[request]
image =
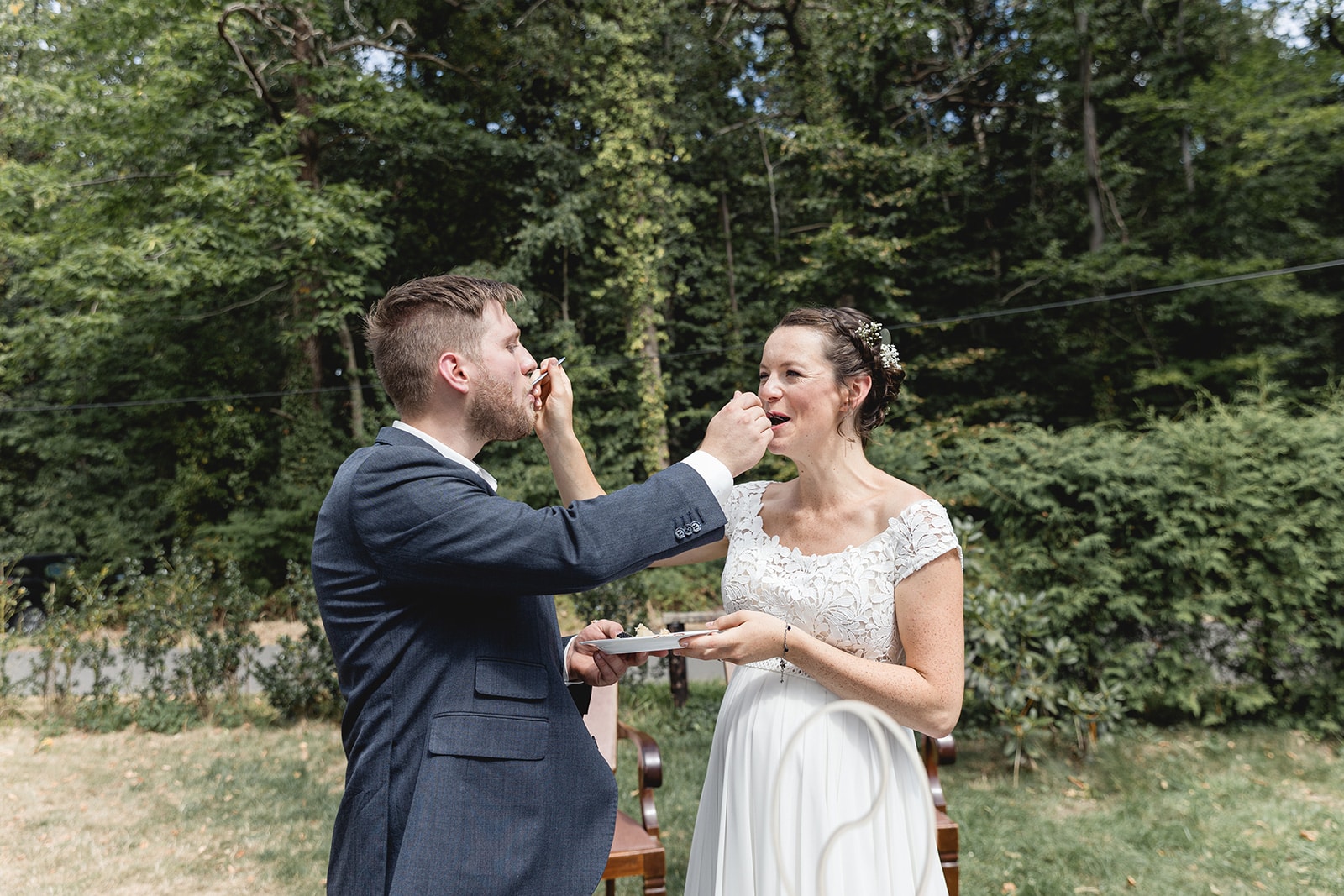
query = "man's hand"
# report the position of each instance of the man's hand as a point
(553, 399)
(738, 434)
(598, 668)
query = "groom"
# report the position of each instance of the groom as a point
(470, 768)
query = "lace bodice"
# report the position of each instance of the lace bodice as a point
(843, 598)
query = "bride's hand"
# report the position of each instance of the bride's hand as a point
(741, 637)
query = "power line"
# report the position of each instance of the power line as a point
(725, 349)
(1137, 293)
(192, 399)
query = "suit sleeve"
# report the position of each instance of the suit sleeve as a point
(423, 519)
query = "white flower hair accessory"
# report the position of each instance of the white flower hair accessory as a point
(878, 338)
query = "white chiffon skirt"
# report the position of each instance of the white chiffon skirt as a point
(831, 778)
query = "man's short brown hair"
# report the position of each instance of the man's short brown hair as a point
(416, 322)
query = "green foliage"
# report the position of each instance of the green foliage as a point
(300, 680)
(1021, 679)
(188, 629)
(1196, 562)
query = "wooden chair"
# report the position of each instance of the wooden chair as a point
(636, 849)
(942, 752)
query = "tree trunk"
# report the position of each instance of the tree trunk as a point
(1092, 145)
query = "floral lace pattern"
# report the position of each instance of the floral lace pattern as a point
(843, 598)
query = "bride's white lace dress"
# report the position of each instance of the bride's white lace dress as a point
(831, 777)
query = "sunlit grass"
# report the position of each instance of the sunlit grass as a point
(249, 810)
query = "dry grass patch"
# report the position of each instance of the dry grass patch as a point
(208, 810)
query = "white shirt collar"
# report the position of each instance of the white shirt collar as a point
(449, 453)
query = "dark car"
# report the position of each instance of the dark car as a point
(37, 584)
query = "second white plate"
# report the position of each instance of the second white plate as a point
(642, 645)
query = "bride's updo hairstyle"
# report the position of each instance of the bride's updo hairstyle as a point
(855, 345)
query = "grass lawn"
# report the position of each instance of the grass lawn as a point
(249, 810)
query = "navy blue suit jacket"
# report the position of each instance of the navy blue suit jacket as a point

• _Direction_
Report each line of the material above that contains the word "updo".

• _The answer_
query = "bride's updo hairstyle"
# report the position of each instance of the bride's updo hairstyle as a point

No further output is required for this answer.